Assignment: Reproduce every record below exactly, with the pictures left out.

Source data Start Marker

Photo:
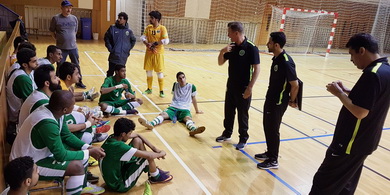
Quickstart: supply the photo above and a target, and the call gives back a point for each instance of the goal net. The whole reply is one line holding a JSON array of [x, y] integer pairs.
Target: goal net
[[381, 27], [307, 31]]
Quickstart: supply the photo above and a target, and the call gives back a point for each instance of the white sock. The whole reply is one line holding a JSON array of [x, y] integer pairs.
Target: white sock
[[74, 184], [158, 120], [190, 125]]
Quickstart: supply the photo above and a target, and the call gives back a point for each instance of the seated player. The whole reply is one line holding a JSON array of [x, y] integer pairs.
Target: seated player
[[47, 82], [124, 163], [46, 138], [111, 101], [183, 94], [83, 126], [21, 174], [69, 75]]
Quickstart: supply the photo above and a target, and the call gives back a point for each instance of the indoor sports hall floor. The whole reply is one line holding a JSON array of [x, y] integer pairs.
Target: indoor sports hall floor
[[202, 166]]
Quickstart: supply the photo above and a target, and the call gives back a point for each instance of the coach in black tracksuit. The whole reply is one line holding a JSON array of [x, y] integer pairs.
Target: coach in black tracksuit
[[282, 91], [360, 123], [119, 40], [244, 68]]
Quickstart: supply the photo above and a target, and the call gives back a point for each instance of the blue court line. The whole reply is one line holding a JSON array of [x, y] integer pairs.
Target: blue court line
[[272, 173], [283, 140]]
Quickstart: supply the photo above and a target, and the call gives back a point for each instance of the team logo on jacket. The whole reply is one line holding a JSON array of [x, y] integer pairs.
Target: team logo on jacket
[[241, 53]]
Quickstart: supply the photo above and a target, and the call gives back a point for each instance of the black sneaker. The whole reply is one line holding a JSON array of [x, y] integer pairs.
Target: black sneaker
[[99, 137], [262, 156], [222, 138], [240, 146], [92, 178], [132, 111], [81, 85], [268, 164]]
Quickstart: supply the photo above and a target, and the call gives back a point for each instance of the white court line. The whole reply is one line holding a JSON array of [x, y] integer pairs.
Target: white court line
[[200, 184]]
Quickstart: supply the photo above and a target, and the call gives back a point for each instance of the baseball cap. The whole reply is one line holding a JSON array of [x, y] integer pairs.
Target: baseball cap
[[66, 3]]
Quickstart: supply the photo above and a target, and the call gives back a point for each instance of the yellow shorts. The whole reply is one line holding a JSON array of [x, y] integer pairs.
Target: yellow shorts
[[154, 62]]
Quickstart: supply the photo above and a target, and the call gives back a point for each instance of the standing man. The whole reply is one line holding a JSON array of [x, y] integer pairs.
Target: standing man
[[154, 37], [244, 68], [282, 91], [119, 41], [63, 28], [21, 174], [360, 122]]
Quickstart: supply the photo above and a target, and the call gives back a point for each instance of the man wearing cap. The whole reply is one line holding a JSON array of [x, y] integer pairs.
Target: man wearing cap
[[119, 40], [63, 28]]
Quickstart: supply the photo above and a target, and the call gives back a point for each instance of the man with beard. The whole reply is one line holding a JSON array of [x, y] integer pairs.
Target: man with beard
[[244, 68], [46, 81], [119, 40], [154, 37], [63, 28], [111, 101]]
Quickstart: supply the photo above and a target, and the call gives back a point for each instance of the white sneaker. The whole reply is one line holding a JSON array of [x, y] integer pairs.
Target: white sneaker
[[145, 123], [92, 189]]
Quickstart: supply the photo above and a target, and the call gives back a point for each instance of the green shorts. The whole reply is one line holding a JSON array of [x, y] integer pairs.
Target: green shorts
[[124, 104], [180, 114], [50, 169]]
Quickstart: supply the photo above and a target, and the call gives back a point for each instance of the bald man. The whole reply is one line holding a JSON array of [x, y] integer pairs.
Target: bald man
[[46, 138]]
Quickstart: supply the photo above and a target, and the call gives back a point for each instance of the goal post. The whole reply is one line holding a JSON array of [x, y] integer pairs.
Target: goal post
[[307, 31]]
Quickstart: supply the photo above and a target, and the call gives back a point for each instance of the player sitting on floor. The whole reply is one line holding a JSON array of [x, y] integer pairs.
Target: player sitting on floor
[[69, 75], [124, 163], [183, 94], [111, 99]]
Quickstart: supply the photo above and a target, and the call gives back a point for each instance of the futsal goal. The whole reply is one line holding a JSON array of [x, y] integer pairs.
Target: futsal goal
[[307, 31]]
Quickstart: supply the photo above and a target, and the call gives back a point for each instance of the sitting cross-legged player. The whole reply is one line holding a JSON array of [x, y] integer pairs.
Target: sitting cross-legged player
[[124, 163], [183, 95], [111, 101]]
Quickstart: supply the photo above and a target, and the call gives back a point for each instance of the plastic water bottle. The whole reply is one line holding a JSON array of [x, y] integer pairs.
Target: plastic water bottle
[[174, 119]]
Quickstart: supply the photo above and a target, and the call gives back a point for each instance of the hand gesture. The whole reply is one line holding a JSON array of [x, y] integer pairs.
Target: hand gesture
[[334, 89], [96, 152]]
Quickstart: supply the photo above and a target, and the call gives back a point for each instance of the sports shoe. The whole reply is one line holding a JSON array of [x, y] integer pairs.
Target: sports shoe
[[103, 129], [92, 178], [93, 96], [145, 123], [92, 189], [91, 91], [162, 177], [262, 156], [197, 130], [268, 164], [80, 85], [99, 137], [222, 138], [132, 111], [148, 91], [162, 95], [103, 123], [240, 146], [92, 162]]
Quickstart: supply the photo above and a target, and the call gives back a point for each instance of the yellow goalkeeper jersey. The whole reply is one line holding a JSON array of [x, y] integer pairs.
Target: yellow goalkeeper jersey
[[156, 34]]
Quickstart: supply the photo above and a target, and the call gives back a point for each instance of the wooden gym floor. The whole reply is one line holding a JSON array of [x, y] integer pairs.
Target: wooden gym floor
[[202, 166]]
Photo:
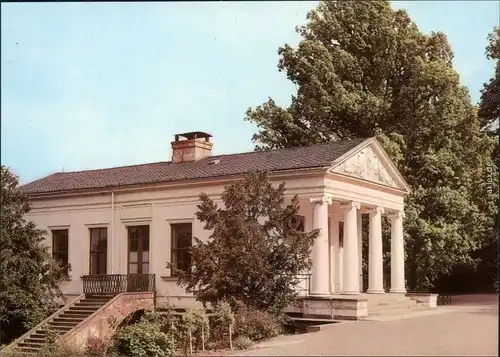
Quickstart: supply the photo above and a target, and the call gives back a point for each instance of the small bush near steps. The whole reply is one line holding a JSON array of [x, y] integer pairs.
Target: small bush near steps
[[96, 347], [257, 325], [242, 343], [143, 339]]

Source data End Marker

Result:
Photo:
Quickstart: supply the photo above and a target, and the call gives back a point for each instance of the goal net. The whole reply is one line holding a JSON array of [x, y] integer pairs.
Target: goal net
[[381, 27], [307, 31]]
Quickstart: supply the photo above and a target, and the call gives back a point for each instance of the white sock. The whole reply is one line holding a JSON array of [x, y] integer pairs.
Target: white sock
[[74, 184], [158, 120], [190, 125]]
Quickstart: supply the photo above and a target, and the call gives back a point for each instance of the seated player. The whole reply is one line holding a JSON array of [x, y] integer pairs.
Target: seated player
[[47, 82], [124, 163], [46, 138], [111, 101], [183, 94], [83, 126], [21, 174], [69, 75]]
Quickstart: supply the photo above and a target, and the call gives back a point for each instance of the indoor sports hall floor. The whole reply is one line holding a JSON array of [x, y] integer pairs.
Target: indoor sports hall floor
[[202, 166]]
Quickstart: supply the photo above and a target, and the call gives back a point for each instance of the coach in black tracksuit. The whole reply is one line holding a JSON array of [x, y] integer pairs.
Target: coach in black tracksuit
[[282, 91], [360, 123], [119, 40], [244, 68]]
Quickstart: supply the photo above and a target, and the call gives back a point for each instance of the blue court line. The whole reply is one line holding a JSON array of [x, y] integer pairs.
Target: blue court line
[[272, 173], [283, 140]]
Quickstart: supply the photo above and a target, and the call gives back a point for each instance of the team logo on jacket. The whole reply is one line holding a JSON array of [x, y] integer pairs.
Target: team logo on jacket
[[241, 53]]
Quickstart: supply the photo above and a target, and the call gives back a point for each instance of the black sneaker. The whole reply is one line holding a JSON array of [x, y] integer pairs.
Target: black sneaker
[[99, 137], [262, 156], [222, 138], [240, 146], [92, 178], [132, 111], [81, 85], [268, 164]]
Quickstart: supply the photo above and a target, and the call gives back a point for each instance of the white court line. The whole reply is one line holding a JSON array of [x, y] integer pairs.
Target: white court line
[[200, 184]]
Quickstart: supply the photo above and a target, and the call gives back a point for each instance of the baseball cap. The whole reply is one line holding a JSON array of [x, y] integer pairs.
Target: baseball cap
[[66, 3]]
Quickstart: supply the photo above and a target, and the call gives back a point for each instance of the yellow shorts. The whole reply is one line holding a JSON array of [x, y] integer pairs.
Target: yellow shorts
[[154, 62]]
Quickstart: supply the photo above and a target, and the call gives back a point for each instance of the standing man. The whole reply is one line holding a JSON array of [x, y] integer pairs.
Target: standing man
[[154, 37], [244, 68], [282, 91], [119, 41], [63, 28], [21, 174], [360, 122]]
Quickstart: supply the photo above and a target, and the call gives back a point for each instance of the man wearing cap. The whole reply is one line holding a JSON array of [x, y] integer pairs.
Target: man wearing cap
[[119, 40], [63, 28]]
Quickstart: supply the photo above and a target, and the call gives back a point for each instance of the man with beard. The whole reply is one line holding a JSON array of [x, y] integer pairs.
Target: man with beard
[[244, 68], [46, 81], [119, 40], [154, 37], [63, 28], [111, 101]]
Quickstart: supply the photo above and a target, and the call gives back a point for each instance of the white sneaker. The whole reply is one line holding a JSON array of [x, y] integer pairs.
Target: white sneaker
[[145, 123], [92, 189]]
Quickstart: supply the photo above and a target, and the call gives back a point for each instance of the green shorts. The whole reply is one line holding a JSON array of [x, y] integer pairs.
Target: green shorts
[[124, 104], [180, 114], [50, 169]]
Quickstart: supply the photo above and a target, and the call gives back a point for each instance of the bald man. The whole reply is one line holding a JSON array of [x, y] integer pairs.
Target: bald man
[[46, 138]]
Quickstart: supply the photo above and a target, and the call gives back a point for each instance of the goal post. The whole reply is one line holding a JSON array of [x, y] integer pairs.
Target: goal post
[[307, 31]]
Quickstart: supply the photo above and a target, and the call gives back a point for each instance of the player sitting on floor. The whole reply is one line holding a JSON array of [x, y] integer pairs.
Target: player sitting on floor
[[69, 75], [124, 163], [183, 94], [111, 99]]
Quickstart: supply the photo above and a target, and the call gives back a point for each instance of the futsal goal. The whole reply is one line holding a JSON array of [x, y] integer pairs.
Target: futsal goal
[[307, 31]]
Quickstart: supply the photo above and a target, and the call gives back a point for each instance of the sitting cross-legged player. The whole reply is one line holding a JSON array of [x, y] integer pairs.
Target: sitting cross-legged player
[[124, 163], [183, 95], [111, 101]]
Quickstart: supply the photo above and a target, and the call gives back a point for each instance of the plastic water bottle. The whole reply is one line holding a JSON array of [x, y] integer pairs.
Target: plastic water bottle
[[174, 119]]
Quickstart: supply the photo above and a target, and the call gives back a point for each instance of the hand gesture. The whole reply is one line holding a JSON array of [x, y] integer pairs.
Target: hand gesture
[[334, 89], [96, 152]]
Quickstart: supply the photo above and a target, and the call gives back a point for each instance of the sports shoe. The whole reply is one line holding a JSON array of [x, y] integer pairs.
Target: sports shoe
[[103, 129], [92, 178], [93, 96], [145, 123], [92, 189], [91, 91], [162, 177], [262, 156], [197, 130], [268, 164], [80, 85], [99, 137], [222, 138], [132, 111], [148, 91], [162, 95], [103, 123], [240, 146], [92, 162]]
Quickstart: supply the photo above and a target, and the call gives back a point for each instance of the yellow goalkeeper jersey. The whole reply is one line holding a JSON array of [x, y] integer pairs.
Target: yellow goalkeeper jersey
[[156, 34]]
Quickstart: supply the photo above and a target, and the call gives back a point for each instance of the wooden gym floor. The whole reply is one line holding a JSON array of [x, y] integer pairs.
Target: wooden gym floor
[[202, 166]]
Photo:
Quickstart: supply the photo above and a target, and the call gives back a point for each instance of the small bush near steps. The whole reply is one line holding a JSON array of [x, y] integer pairs.
Target: small bush near steps
[[96, 347], [257, 325], [242, 343], [143, 339]]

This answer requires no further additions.